**INSTRUCTIONS FOR THE TASK**
Convert each of the items below into a two-column CSV with the columns instruction and response. Write one row per item, with each value in a single quoted field and its line breaks replaced by spaces.

**DATASET ENTRIES**
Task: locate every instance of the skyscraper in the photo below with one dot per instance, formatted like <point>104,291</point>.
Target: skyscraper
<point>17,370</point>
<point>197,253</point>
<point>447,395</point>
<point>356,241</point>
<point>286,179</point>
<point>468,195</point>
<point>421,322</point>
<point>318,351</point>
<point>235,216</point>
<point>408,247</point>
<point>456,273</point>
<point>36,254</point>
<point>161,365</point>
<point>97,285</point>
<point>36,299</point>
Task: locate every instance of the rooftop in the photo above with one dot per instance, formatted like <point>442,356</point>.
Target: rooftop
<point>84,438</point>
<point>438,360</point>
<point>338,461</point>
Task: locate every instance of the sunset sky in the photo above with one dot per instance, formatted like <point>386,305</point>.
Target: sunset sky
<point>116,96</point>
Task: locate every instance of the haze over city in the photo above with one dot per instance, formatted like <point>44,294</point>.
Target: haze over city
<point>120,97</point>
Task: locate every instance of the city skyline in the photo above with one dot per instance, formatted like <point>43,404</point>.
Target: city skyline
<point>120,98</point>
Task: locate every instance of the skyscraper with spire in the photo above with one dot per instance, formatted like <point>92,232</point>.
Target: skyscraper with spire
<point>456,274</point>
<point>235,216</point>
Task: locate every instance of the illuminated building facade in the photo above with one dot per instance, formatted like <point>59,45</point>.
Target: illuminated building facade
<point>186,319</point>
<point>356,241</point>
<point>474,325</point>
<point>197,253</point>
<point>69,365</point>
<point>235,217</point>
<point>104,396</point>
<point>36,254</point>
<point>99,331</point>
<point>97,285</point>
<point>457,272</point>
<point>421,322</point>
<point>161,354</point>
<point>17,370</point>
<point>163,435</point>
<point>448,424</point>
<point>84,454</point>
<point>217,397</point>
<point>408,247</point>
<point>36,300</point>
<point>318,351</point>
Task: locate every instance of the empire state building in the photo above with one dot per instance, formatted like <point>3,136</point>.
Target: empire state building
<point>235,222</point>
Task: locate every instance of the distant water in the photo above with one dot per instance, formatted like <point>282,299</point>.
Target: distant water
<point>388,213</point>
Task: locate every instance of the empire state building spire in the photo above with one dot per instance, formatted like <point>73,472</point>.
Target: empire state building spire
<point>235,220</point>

**RESULT OF THE TASK**
instruction,response
"Task: locate every instance of the skyscraper in the photo below with one dot per instance, formatted like <point>104,291</point>. Target: skyscraper","<point>17,370</point> <point>197,253</point> <point>447,395</point> <point>356,241</point> <point>286,179</point> <point>468,195</point> <point>421,322</point> <point>318,351</point> <point>235,216</point> <point>408,247</point> <point>456,273</point> <point>36,254</point> <point>161,365</point> <point>97,285</point> <point>36,299</point>"
"Task: locate every instance of the rooftop in the photo above with one dot per instance, formatted like <point>442,356</point>. Target: rooftop","<point>84,438</point> <point>438,360</point> <point>338,461</point>"
"Task: locate every instance of the sunset sky in the photo above with one dot per instance, formatted like <point>386,305</point>. Target: sunset sky","<point>116,96</point>"
"Task: locate every instance of the haze over city in the photo above with one dot per instance, formatted like <point>44,294</point>. Target: haze over city","<point>120,97</point>"
"Task: locate every instance of the city skyline in the photo above with one dot per instance, formatted like <point>43,404</point>. Target: city skyline","<point>120,98</point>"
"Task: locate every instance of the skyscraper with spire in the photo above with one dot per instance, formatted like <point>92,232</point>. Target: skyscraper with spire","<point>456,274</point> <point>235,216</point>"
"Task: locate every instance of the illuminated building facade in the photo above with one dot per instance, formatted like <point>59,45</point>. Target: illuminated building facade","<point>186,319</point> <point>356,241</point> <point>474,325</point> <point>197,253</point> <point>69,365</point> <point>235,217</point> <point>104,396</point> <point>36,254</point> <point>99,331</point> <point>97,285</point> <point>457,272</point> <point>421,322</point> <point>161,354</point> <point>17,370</point> <point>163,435</point> <point>448,424</point> <point>84,454</point> <point>217,397</point> <point>408,247</point> <point>36,300</point> <point>318,351</point>"
"Task: locate every instance of the empire state building in the photo above with one dot per instance, formatted like <point>3,136</point>. Target: empire state building","<point>235,222</point>"
"Task: locate every instance of the distant water in the photo above with one dot per instance, formatted like <point>282,299</point>. Target: distant water","<point>388,213</point>"
"Task: locate every instance of the empire state building spire in the photo above with one dot per instance, formatted like <point>73,472</point>. Target: empire state building spire","<point>235,220</point>"